Work to complete:
#1 Copy the part of the Hugh Cosman obituary from "In Memory of" to "cancer. He was 68." word for word.
#2 In one to three sentences, explain why Hugh Cosman did alternative service after he was drafted, according to his obituary.
#3 Write what comes next in the Hugh Cosman obituary, picking up after its last sentence.

Text block:
In Memory of

Hugh

Alexander

Cosman

Obituary for Hugh Alexander Cosman

Hugh A. Cosman, whose career included work as a reporter covering architecture and urban affairs and electric vehicles, a position as shop manager of a metal fabrication business that owned the license to build Pilates machines and also fabricated sculptures for Isamu Noguchi, and owning a metal fabrication business with clients such as The Museum of Modern Art, died on May 19, from cancer. He was 68.

Cosman was born in Washington, D.C. and raised in Bronxville, New York. His father, Cornelius, who grew up in Germany, was a metallurgist and a consultant to the United Nations, and his mother, Tatiana Manooiloff, who grew up in China, taught Russian at Sarah Lawrence, Barnard, and Swarthmore. He attended the Hackley School, where he was president of the student body. After a gap year, he enrolled at Vassar College. While there, he was drafted. Having been raised a Quaker, he did alternative service in the laundry of Vassar Brothers Hospital in Poughkeepsie. Cosman loved trains and on returning to Vassar, he majored in History, writing a thesis with the title A General History of the New York Regional Rapid Transit System. For a time, he also considered a career as a sportswriter.

Cosman had a deep interest in jazz, rock and roll, and classical music, and in 1976 he was recruited to write for the magazine Musician, in Boulder, Colorado. In 1977, he moved to New York and worked in the election unit of CBS News, where he and a friend started the department’s softball team.

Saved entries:
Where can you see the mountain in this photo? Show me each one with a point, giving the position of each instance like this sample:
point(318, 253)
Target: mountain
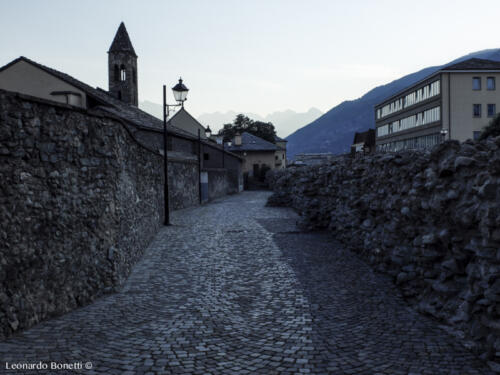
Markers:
point(285, 122)
point(334, 131)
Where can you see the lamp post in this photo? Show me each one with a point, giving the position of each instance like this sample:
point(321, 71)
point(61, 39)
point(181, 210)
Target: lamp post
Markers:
point(443, 134)
point(180, 94)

Answers to the exercise:
#1
In Memory of

Hugh

Alexander

Cosman

Obituary for Hugh Alexander Cosman

Hugh A. Cosman, whose career included work as a reporter covering architecture and urban affairs and electric vehicles, a position as shop manager of a metal fabrication business that owned the license to build Pilates machines and also fabricated sculptures for Isamu Noguchi, and owning a metal fabrication business with clients such as The Museum of Modern Art, died on May 19, from cancer. He was 68.

#2 Cosman was drafted while he was at Vassar College. Because he had been raised a Quaker, he did alternative service instead, working in the laundry of Vassar Brothers Hospital in Poughkeepsie.

#3
Cosman left CBS and became the writer of two newsletters, which he wrote on alternate weeks. One covered urban architecture and urban affairs and the other covered electric vehicles. In 1982 he was quoted by the New York Times as an authority on the subject. He wrote the newsletters for two years. During a hiatus he undertook a parody of The Inner Game of Tennis books, which he called The Inner Game of Drinking. He also sought work in advertising with a portfolio that included a spec ad for Ray-Ban sunglasses. The ad showed a woman on a beach wearing Ray-Bans and a tagline that said, “Sight for Shore Eyes.”
Cosman was primarily a gifted mechanic, restorer, builder, and solver of engineering problems. He once said that he wanted to live a life in which he always had grease under his fingernails. In 1985, he took the position as Shop Manager with Treitel-Gratz, a metal shop in Long Island City that also fabricated work for Walter de Maria and Barnett Newman. Cosman oversaw all of the firm’s projects, including fabricating and installing the standing button threaded with a needle at 7th Avenue and 39th Street, the emblem of the Garment District. Meanwhile, he patiently rebuilt a 1956 F-100 Ford big window pickup, a project that was described in “The Talk of the Town” department of The New Yorker. Eventually, he opened his own metal shop, Encore Metal Arts, which he ran for several years, doing work for commercial and residential clients. After closing his firm, he took an interest in politics. During Dennis Kucinich’s presidential campaign, in 2004, Cosman served as his New York representative, accompanying him to his public appearances and interviews.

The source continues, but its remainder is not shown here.